### Task statement
Give an exact copy of the data that follows, but none of its pictures.
Recorded data: Begin
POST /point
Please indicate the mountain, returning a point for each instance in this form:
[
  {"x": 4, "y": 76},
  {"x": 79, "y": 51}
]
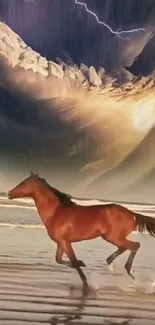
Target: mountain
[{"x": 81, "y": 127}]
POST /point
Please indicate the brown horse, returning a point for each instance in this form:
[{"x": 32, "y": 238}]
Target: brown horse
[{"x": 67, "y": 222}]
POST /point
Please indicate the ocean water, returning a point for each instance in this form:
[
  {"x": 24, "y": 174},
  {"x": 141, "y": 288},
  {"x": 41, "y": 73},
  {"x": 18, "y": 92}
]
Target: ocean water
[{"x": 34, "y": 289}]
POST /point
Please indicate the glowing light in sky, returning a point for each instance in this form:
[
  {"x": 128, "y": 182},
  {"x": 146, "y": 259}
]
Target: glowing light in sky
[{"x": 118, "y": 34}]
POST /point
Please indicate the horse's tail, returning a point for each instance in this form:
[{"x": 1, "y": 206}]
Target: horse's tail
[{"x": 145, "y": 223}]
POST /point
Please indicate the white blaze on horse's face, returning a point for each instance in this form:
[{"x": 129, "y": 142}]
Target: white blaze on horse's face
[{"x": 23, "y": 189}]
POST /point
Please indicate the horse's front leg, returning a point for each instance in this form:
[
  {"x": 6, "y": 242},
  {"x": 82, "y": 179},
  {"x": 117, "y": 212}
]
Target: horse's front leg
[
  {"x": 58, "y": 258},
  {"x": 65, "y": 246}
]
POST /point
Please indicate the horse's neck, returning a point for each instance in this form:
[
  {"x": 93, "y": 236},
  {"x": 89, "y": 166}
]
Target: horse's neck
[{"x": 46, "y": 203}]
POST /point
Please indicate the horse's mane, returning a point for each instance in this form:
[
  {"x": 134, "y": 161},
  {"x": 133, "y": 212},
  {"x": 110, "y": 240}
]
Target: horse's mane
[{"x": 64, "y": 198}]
Recorded data: End
### Exercise result
POST /point
Please indicate the mountain, returning a point for each instance in this form:
[
  {"x": 4, "y": 76},
  {"x": 79, "y": 51}
]
Target: mountain
[{"x": 81, "y": 127}]
POST /point
Please indicate the brown horse, returning a point for each instance in this form:
[{"x": 32, "y": 238}]
Target: brown horse
[{"x": 67, "y": 222}]
POST /point
Please indicate the ocean water, returning a point for each instance in this form:
[
  {"x": 24, "y": 174},
  {"x": 141, "y": 288},
  {"x": 41, "y": 73},
  {"x": 18, "y": 92}
]
Target: ocean water
[{"x": 34, "y": 289}]
POST /point
Please indicate the glowing light in sky, returning a point for each instance in this form:
[
  {"x": 128, "y": 182},
  {"x": 146, "y": 259}
]
Target: glowing light in sky
[{"x": 118, "y": 34}]
POST /point
Please indicate the horse's tail, returning a point for each instance in this form:
[{"x": 1, "y": 206}]
Target: horse's tail
[{"x": 145, "y": 223}]
POST /point
Please indicate the white blaze on horse's face, returning a point for each instance in this form:
[{"x": 129, "y": 142}]
Target: white blaze on horse's face
[{"x": 23, "y": 189}]
POST /point
Please indicate the horse's front leg, returning a point for each instance in this form:
[
  {"x": 6, "y": 242},
  {"x": 82, "y": 179},
  {"x": 117, "y": 212}
]
Target: horse's front leg
[
  {"x": 58, "y": 258},
  {"x": 65, "y": 246}
]
POST /point
Please indicate the horse's neck, returning a point for each instance in this form:
[
  {"x": 93, "y": 236},
  {"x": 89, "y": 166}
]
Target: horse's neck
[{"x": 46, "y": 203}]
POST /point
Please indicate the horse's mane, returning a point for each instance in this form:
[
  {"x": 134, "y": 161},
  {"x": 133, "y": 212},
  {"x": 110, "y": 240}
]
Target: horse's mane
[{"x": 64, "y": 198}]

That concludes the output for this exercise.